Задания для выполнения -
A) Выпишите из отрывка о распродаже вещей Долгорукова фрагмент от «С Поляковым Мейн» до «глубоко признательного Полякова.» без единого изменения.
B) Допишите отрывок о распродаже вещей Долгорукова, начав сразу после его последнего предложения.

Избранный отрывок -
----------------------------------------

«Голос» давал сотрудникам не особенно много, потому что агентура по пересылке статей передана была почему-то Краевским отставному советнику московского губернского правления Мейну, очень мало имевшему общего с литературой, но обладавшему зато широкой способностью всюду втереться и всюду занять выгодное положение. Способность эту он ясно и наглядно доказал впоследствии, попав в правители дел канцелярии генерал-губернатора, сменив на этом посту разбитого параличом Родиславского, а после смерти князя Долгорукова сразу заняв выгодный пост директора банка, основанного в Москве евреем Поляковым.
С Поляковым Мейн сошелся во время своего управления генерал-губернаторской канцелярией и, много и усердно послужив еврейским интересам, стяжал себе пост директора в банке глубоко признательного Полякова.
Эта отзывчивость Полякова, а вместе с ним и всех московских евреев громко и трогательно выразилась при распродаже после смерти Долгорукова всех лично ему принадлежавших вещей.
В то время, как русские обыватели первопрестольной, много видевшие хорошего от Долгорукова в многолетнюю бытность его московским генерал-губернатором, с обидным равнодушием, а подчас и с легкомысленной насмешкой присутствовали при распродаже его кабинета и лично ему принадлежавших вещей, – евреи московские, с миллионером Поляковым во главе, дорогой ценой оплачивали право унести с собой на память безделицу, служившую лично человеку, который был в течение долгих лет их покровителем. Так, за простую костяную ручку от пера, постоянно бывшую в употреблении Долгорукова и лежавшую всегда на его чернильнице, старик Поляков заплатил 400 рублей, а за кресло, стоявшее перед его письменным столом, отдал 3000 рублей. Никто из русских такой сердечной щедрости не проявил, а между тем немало было москвичей, видевших от умершего сановника много доброго, честного и отзывчивого.

----------------------------------------

Выборка данных -
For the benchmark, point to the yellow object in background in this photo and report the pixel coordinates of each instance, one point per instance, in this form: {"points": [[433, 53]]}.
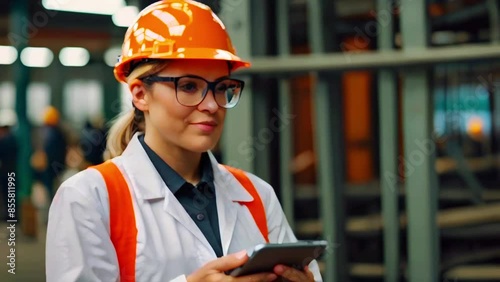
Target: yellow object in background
{"points": [[51, 116]]}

----------------------------------------

Список ответов -
A)
С Поляковым Мейн сошелся во время своего управления генерал-губернаторской канцелярией и, много и усердно послужив еврейским интересам, стяжал себе пост директора в банке глубоко признательного Полякова.

B)
Александр Данилович Мейн принадлежал к числу людей, предъявлявших к жизни очень большие и широкие требования и мало перед чем останавливавшихся для их удовлетворения. Я не хочу сказать этим, что он был способен на уголовное преступление, ничего такого москвичи за ним не знали, но поэксплуатировать чужой труд, утянуть у труженика несколько рублей, следуемых ему за его талантливую работу, – перед этим Мейн никогда не останавливался, и все принимавшие участие в «Голосе» Краевского испытали это и на самих себе. В силу неизвестно каких соображений между Мейном и Краевским существовал договор, – ежели не ошибаюсь, форменный и чуть ли даже не нотариальный, – по которому ничто из Москвы не могло попасть в редакцию «Голоса» иначе как через Мейна. Он брал от сотрудников статьи, переписывал их сам или через своих переписчиков и от себя пересылал их Краевскому, от которого огулом получал деньги, которые уже сам распределял между авторами статей. Горькое последствие таких распорядков обнаружилось для всех нас совершенно случайно путем личных переговоров с Краевским покойного М. А. Саблина, которому Краевский сказал, что за каждую напечатанную в «Голосе» строку он пересылает Мейну по 8 копеек, тогда как до нас доходило только по 5 и редко когда по 6 копеек за строку.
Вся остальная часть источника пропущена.